WORK TO BE COMPLETED
Please copy exactly the lines that begin with the one containing "the man playing" and end with the last line of the entries.

## Begin

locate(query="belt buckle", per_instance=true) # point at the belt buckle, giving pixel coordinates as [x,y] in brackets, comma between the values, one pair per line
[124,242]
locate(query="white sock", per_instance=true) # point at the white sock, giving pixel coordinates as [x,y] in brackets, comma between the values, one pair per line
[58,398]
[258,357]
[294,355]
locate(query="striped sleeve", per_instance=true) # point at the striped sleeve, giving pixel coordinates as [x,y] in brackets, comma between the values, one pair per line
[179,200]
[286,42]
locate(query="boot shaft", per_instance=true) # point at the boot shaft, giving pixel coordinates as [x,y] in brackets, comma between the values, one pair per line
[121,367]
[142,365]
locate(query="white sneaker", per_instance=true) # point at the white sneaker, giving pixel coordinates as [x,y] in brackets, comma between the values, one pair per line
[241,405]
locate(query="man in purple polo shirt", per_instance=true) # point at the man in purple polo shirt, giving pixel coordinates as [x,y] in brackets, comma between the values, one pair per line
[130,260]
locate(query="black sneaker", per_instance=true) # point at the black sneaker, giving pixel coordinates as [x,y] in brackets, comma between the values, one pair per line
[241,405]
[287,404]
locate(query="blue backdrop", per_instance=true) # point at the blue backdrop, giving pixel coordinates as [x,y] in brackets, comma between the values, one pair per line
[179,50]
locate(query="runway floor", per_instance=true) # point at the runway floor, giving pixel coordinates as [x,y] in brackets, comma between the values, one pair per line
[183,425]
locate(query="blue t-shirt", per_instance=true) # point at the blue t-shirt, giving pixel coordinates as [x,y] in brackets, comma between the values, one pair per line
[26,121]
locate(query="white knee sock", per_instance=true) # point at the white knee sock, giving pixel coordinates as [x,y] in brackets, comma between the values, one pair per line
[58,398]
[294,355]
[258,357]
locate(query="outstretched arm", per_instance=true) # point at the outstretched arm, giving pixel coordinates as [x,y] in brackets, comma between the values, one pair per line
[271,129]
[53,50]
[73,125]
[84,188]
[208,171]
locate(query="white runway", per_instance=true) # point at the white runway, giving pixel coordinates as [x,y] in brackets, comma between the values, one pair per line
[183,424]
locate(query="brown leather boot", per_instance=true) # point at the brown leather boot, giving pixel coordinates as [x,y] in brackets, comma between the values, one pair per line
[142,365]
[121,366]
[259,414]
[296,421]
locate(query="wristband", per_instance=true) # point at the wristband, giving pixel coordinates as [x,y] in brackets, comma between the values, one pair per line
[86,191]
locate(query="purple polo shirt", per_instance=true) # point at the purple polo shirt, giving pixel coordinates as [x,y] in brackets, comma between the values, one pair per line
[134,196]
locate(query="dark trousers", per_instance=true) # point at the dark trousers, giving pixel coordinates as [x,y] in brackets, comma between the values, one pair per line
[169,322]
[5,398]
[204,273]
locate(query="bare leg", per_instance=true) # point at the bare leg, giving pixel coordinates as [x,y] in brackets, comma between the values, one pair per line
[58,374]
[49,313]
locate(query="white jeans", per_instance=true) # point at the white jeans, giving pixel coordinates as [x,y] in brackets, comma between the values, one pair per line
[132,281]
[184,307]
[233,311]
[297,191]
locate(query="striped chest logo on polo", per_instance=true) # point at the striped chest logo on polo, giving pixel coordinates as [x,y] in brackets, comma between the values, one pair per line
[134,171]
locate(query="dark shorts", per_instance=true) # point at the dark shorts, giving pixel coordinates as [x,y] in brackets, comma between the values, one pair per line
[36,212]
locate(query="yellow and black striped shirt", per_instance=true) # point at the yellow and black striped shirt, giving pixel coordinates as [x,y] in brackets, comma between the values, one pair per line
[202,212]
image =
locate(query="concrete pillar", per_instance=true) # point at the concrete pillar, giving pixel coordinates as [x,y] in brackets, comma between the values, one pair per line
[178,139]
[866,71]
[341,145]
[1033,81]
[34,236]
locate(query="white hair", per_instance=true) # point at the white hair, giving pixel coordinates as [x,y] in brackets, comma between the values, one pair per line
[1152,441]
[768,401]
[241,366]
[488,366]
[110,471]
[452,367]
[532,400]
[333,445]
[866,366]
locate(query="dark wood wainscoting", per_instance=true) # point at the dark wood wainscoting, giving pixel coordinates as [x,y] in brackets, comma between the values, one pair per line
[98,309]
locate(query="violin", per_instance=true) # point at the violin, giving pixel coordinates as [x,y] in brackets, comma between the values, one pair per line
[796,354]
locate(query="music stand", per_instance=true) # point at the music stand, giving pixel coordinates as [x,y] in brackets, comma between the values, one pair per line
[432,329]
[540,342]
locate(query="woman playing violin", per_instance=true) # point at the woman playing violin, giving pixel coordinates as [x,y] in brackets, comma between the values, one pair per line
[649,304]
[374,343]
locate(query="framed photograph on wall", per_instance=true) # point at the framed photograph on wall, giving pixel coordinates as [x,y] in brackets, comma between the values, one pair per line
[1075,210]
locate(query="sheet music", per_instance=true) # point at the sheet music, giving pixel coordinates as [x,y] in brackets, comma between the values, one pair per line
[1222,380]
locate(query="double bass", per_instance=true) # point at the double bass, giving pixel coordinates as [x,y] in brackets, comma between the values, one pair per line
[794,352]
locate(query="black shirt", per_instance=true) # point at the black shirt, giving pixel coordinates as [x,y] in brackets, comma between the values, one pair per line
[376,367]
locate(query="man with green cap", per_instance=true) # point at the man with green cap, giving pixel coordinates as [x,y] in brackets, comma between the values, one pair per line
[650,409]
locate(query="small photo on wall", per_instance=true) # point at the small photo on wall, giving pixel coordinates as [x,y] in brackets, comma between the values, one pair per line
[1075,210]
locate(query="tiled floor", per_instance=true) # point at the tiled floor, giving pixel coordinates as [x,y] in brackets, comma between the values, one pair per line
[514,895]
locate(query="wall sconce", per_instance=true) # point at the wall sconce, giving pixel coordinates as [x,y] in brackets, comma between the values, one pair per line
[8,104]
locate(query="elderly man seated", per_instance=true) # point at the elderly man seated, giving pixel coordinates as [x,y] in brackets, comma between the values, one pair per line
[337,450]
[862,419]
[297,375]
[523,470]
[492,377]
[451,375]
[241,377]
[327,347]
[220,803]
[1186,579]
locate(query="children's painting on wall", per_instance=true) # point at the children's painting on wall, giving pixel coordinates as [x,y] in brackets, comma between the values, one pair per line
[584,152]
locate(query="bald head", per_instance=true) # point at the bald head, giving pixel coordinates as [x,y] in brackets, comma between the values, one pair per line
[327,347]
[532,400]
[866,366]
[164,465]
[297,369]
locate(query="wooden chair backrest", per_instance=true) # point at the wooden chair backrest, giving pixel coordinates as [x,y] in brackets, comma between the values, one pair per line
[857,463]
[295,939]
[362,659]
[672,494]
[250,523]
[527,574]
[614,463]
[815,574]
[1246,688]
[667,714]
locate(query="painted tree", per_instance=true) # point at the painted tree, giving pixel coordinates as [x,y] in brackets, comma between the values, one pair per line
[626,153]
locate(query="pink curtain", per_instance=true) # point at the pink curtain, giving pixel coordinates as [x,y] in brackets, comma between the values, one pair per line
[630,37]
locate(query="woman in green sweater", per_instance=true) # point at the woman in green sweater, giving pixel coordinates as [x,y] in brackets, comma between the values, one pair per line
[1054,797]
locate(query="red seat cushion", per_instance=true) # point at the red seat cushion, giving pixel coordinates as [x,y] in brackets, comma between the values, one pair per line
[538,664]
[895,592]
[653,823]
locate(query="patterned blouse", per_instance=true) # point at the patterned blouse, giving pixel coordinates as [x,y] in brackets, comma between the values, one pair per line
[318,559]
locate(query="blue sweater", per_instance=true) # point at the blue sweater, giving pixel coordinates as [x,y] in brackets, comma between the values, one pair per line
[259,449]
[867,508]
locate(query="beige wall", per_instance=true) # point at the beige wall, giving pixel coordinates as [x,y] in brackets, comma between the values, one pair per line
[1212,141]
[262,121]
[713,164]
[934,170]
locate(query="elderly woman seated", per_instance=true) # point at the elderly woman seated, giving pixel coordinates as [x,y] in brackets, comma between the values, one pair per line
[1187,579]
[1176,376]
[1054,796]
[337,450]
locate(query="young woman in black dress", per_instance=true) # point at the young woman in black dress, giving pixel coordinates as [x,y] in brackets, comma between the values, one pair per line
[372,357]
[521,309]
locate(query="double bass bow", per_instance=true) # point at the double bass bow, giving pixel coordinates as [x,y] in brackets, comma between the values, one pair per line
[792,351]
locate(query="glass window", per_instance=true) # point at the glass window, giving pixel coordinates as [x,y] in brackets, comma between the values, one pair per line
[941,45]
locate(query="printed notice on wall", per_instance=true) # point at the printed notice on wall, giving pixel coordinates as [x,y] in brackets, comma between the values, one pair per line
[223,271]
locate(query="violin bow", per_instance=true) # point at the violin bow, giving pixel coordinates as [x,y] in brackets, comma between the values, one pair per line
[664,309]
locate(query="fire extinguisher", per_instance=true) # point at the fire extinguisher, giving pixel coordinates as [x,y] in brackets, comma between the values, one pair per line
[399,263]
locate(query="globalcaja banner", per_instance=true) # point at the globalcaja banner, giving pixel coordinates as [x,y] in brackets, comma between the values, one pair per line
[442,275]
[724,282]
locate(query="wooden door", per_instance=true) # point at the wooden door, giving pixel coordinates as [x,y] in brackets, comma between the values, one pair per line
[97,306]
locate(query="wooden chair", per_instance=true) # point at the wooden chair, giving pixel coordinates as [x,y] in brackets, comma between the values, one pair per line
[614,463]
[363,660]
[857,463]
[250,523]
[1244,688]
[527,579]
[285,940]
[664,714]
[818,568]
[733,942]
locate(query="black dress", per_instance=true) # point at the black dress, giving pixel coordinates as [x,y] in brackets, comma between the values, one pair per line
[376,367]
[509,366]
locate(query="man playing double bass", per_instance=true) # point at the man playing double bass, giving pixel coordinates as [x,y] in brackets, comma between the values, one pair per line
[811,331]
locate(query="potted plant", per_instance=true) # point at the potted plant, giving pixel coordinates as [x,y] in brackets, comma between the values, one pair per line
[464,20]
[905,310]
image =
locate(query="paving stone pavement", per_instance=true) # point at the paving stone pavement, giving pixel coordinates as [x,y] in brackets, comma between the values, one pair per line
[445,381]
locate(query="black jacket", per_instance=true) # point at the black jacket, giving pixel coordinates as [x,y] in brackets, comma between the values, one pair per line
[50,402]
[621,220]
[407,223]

## End

WRITTEN SOLUTION
locate(query="man playing double bass", per_instance=true) # point at the man playing double bass, giving pixel coordinates as [x,y] in brackets, comma between the values, one pair per line
[811,331]
locate(query="potted plant", per_instance=true) # point at the potted plant, giving pixel coordinates as [x,y] in brackets, comma between the values, one pair per line
[464,20]
[905,310]
image =
locate(query="paving stone pavement", per_instance=true) # point at the paving stone pavement, giving pixel coordinates as [x,y] in brackets, comma between the values, one pair per line
[445,381]
locate(query="black jacket", per_instance=true) # point at the black jacket, giving pixel coordinates as [x,y] in brackets, comma between the values, one pair per line
[50,402]
[621,220]
[407,223]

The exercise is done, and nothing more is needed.